Records provided
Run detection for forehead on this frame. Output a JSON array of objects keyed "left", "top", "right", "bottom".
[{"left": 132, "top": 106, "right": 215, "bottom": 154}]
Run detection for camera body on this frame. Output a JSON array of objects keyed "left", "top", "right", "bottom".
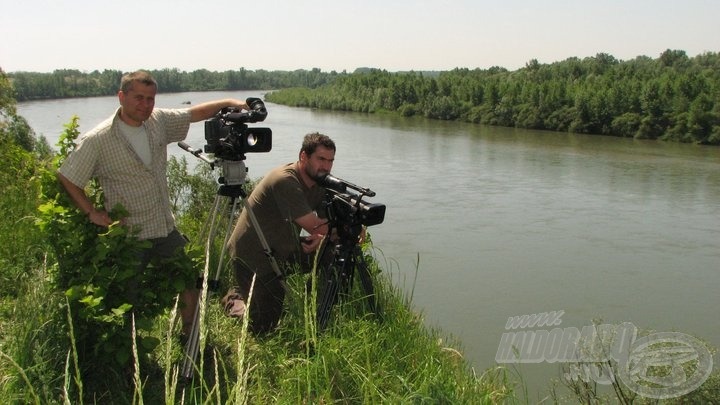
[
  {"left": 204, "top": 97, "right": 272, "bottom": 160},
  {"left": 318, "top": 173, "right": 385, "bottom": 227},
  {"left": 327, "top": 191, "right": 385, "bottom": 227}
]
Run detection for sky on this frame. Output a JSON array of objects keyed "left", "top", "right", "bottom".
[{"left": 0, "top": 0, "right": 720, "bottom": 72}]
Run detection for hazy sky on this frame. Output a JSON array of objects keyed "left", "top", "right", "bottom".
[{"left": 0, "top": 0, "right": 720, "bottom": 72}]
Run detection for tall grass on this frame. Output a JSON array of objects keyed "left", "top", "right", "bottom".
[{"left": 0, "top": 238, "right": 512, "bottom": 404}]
==
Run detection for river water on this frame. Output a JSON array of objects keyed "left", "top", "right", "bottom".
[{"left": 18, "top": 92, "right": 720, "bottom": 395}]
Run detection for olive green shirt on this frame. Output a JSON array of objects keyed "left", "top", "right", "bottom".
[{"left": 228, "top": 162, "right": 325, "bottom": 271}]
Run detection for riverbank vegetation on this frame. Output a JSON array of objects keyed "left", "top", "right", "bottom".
---
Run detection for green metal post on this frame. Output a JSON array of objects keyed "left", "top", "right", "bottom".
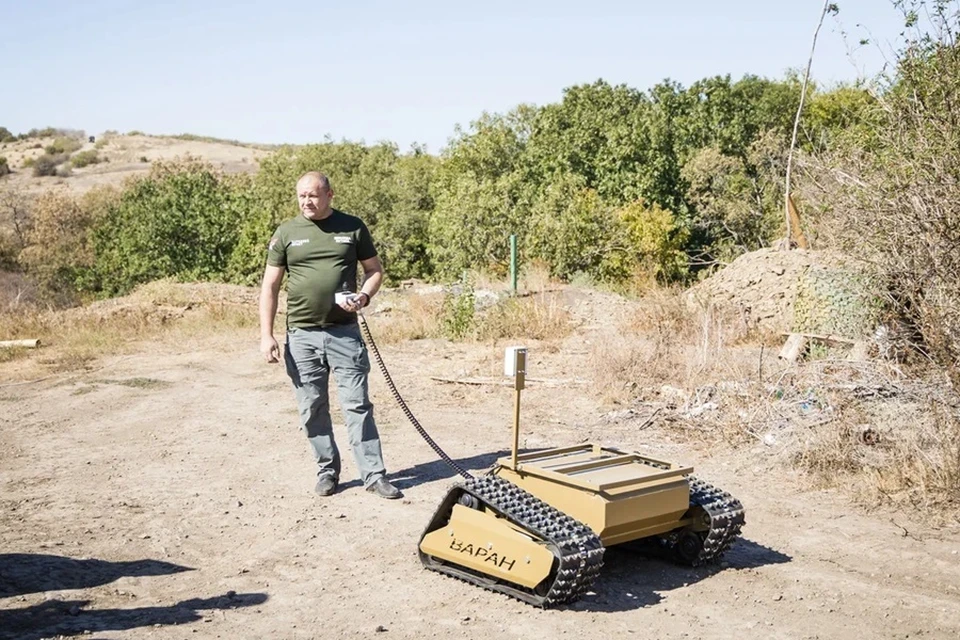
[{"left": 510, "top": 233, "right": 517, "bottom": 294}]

Work instructions
Begin at the row that has "Run detection for olive" and stop after the row that has "Run detection for riverbank". Write only those rows out again, requests included, with every bounding-box coordinate shifted up by 113.

Written answer
Run detection for olive green shirt on this frame. Output a JSON array of objects keyed "left", "top", "right", "bottom".
[{"left": 341, "top": 275, "right": 438, "bottom": 384}]
Run detection for riverbank vegetation on this frame. Output a JSON array of objects keyed "left", "top", "right", "bottom".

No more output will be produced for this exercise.